In the discussion of induced demand, which mobile networks are said to have become increasingly congested as demand rose to meet supply?

### Document section
================================

If you doubled the number of hospital beds, doctors, nurses, diagnostic equipment, labs … and demand was high enough to keep prices constant, you’ve doubled healthcare access at a rate patients were already willing to pay.

“Induced demand” in every other industry is described as “latent demand”.


Induced demand actually does happen in American healthcare: spending goes up with healthcare availability, but health outcomes do not improve past a fairly low level of usage. This is a waste, not productive economic activity.

https://www.ncbi.nlm.nih.gov/pmc/articles/PMC8057171/

The situation with roads is not that different: building more road capacity incentivizes sprawl, leaving the entire network more congested than it was when you started.

Roads just don't scale. The daily commute is like a distributed shuffle: time to complete the shuffle scales superlinearly, probably quadratically given the limited topologies possible with roads. It's not like you can build a hypercube road network.


No one is against increasing access to healthcare. But I deliberately chose the example of healthcare costs to be analogous with people experiencing traffic congestion.


Right, and I’m suggesting they are, in fact, quite analogous in this context. If there’s latent, unsatisfied demand for healthcare, and you increase the supply, you shouldn’t be surprised or disappointed if the new supply is consumed. More people are getting the healthcare they wanted!


Yes, but people aren’t complaining that more people drove the route. They’re complaining that congestion was not reduced. And congestion is bad.


Same congestion, more demand being satisfied seems like a win to me—and to the marginal drivers, who decided to start driving when they weren’t before, or the new capacity would not have become congested.

This is such an oddball perspective: EDGE, 3G, LTE mobile networks all became increasingly congested as demand rose to meet supply. But nobody thought building out 5G was therefore pointless.

================================

### Data supplied
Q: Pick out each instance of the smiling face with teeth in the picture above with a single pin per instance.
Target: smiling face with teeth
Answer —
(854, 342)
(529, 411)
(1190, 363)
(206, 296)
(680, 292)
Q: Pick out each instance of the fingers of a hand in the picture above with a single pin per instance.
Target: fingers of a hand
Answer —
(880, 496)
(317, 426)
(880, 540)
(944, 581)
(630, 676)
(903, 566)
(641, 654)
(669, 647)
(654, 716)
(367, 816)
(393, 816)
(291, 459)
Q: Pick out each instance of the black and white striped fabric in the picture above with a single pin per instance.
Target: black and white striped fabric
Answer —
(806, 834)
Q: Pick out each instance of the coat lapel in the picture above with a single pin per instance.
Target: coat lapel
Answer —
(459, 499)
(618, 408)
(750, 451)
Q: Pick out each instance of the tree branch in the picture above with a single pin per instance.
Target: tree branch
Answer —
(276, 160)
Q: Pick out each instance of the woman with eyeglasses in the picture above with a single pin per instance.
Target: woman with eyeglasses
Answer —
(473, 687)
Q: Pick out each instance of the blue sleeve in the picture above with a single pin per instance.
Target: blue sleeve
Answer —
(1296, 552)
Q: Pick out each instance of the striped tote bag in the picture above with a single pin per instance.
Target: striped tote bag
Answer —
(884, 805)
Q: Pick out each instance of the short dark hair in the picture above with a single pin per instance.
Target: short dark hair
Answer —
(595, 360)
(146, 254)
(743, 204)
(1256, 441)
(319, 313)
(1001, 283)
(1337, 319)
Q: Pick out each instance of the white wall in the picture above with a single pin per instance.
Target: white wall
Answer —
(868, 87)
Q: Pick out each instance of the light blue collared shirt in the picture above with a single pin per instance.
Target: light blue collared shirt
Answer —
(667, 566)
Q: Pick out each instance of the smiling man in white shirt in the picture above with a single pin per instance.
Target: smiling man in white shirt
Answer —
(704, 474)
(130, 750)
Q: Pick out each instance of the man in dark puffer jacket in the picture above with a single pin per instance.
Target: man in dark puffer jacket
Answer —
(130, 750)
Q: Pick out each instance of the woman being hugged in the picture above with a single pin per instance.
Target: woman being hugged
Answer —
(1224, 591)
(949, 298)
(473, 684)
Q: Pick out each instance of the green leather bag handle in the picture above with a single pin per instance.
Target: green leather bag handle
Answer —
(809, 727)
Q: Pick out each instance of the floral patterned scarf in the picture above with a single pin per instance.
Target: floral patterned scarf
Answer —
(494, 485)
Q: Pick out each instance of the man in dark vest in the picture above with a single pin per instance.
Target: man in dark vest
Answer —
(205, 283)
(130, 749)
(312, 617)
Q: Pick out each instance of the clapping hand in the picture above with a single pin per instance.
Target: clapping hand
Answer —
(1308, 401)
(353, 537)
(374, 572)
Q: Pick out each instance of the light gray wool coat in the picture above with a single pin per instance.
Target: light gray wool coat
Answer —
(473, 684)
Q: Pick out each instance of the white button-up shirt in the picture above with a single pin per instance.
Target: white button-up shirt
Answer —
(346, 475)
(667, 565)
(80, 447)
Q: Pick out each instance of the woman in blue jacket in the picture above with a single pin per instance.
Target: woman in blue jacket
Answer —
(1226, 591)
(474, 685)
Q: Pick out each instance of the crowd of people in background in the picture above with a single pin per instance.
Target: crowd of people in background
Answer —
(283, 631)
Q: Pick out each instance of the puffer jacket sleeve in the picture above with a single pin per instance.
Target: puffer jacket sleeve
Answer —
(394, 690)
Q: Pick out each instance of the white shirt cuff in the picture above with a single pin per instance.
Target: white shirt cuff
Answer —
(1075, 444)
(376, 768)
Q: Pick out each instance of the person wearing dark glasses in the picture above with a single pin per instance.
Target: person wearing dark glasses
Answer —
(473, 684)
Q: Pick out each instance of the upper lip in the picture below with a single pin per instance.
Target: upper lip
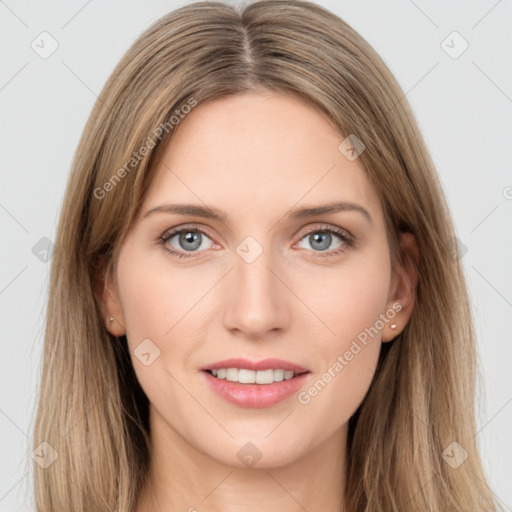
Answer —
(264, 364)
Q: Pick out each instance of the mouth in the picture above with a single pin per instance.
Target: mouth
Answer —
(246, 376)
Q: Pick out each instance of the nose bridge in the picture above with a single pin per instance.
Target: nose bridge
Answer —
(255, 301)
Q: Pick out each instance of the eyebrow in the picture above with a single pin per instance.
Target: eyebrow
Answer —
(297, 213)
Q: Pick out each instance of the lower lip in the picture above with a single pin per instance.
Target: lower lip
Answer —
(256, 396)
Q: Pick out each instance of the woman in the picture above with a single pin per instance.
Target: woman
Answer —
(312, 349)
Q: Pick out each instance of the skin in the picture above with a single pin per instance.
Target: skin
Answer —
(290, 303)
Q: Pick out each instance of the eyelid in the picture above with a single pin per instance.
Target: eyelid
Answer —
(347, 238)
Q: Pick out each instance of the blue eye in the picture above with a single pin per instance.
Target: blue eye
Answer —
(321, 239)
(190, 240)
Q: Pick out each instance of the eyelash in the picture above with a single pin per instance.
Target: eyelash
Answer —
(346, 238)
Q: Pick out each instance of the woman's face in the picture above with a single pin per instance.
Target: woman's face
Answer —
(264, 282)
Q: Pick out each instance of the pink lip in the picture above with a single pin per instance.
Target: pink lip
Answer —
(256, 396)
(265, 364)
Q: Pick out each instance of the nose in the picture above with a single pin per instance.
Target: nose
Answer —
(257, 301)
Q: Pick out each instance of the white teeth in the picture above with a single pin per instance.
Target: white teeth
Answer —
(245, 376)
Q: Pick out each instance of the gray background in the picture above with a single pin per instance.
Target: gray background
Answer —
(463, 105)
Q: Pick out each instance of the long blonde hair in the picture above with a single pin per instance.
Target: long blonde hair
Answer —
(91, 409)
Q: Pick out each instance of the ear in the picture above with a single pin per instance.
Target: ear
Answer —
(403, 287)
(108, 298)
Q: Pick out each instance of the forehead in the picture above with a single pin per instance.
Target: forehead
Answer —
(258, 153)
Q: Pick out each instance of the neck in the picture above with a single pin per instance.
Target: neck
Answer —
(183, 478)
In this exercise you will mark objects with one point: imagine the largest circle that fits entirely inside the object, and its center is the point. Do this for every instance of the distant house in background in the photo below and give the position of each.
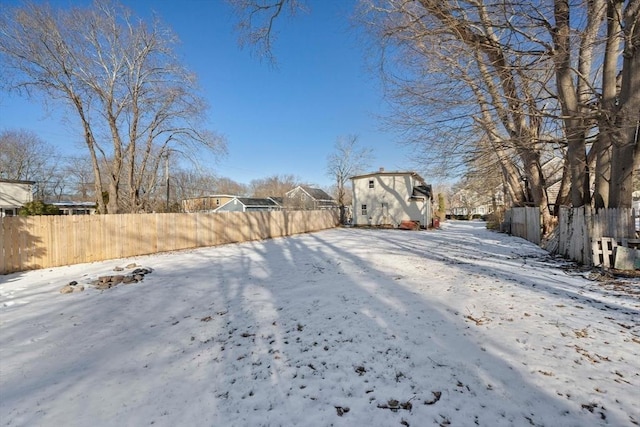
(304, 197)
(206, 203)
(14, 195)
(391, 199)
(75, 208)
(249, 204)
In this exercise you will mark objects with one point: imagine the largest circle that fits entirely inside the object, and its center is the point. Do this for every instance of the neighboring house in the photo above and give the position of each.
(303, 197)
(390, 198)
(14, 195)
(248, 204)
(206, 203)
(75, 208)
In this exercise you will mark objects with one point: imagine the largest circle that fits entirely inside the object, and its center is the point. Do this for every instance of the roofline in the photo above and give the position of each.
(415, 174)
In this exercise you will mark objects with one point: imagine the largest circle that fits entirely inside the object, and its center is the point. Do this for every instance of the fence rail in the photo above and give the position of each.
(28, 243)
(577, 230)
(580, 227)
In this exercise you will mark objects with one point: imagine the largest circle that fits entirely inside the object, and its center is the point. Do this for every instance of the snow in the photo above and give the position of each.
(345, 327)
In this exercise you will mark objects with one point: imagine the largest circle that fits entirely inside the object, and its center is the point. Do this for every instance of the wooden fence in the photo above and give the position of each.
(579, 228)
(28, 243)
(524, 222)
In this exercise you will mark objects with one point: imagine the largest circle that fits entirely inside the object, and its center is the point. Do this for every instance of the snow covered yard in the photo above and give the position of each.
(345, 327)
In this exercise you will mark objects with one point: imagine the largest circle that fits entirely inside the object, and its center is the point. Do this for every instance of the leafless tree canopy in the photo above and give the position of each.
(511, 82)
(133, 100)
(347, 159)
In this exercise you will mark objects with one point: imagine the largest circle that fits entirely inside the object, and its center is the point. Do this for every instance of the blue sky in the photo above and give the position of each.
(282, 120)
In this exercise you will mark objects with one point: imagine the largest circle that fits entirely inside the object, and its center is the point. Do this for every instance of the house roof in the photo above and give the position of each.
(17, 181)
(69, 204)
(389, 173)
(278, 200)
(422, 191)
(212, 196)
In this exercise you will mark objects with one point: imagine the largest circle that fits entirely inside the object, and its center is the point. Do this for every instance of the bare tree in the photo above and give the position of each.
(347, 159)
(120, 77)
(625, 138)
(273, 186)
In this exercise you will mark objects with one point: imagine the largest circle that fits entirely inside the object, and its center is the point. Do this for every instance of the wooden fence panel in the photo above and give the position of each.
(28, 243)
(581, 228)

================================

### Response to the task
EDGE, 3G, and LTE.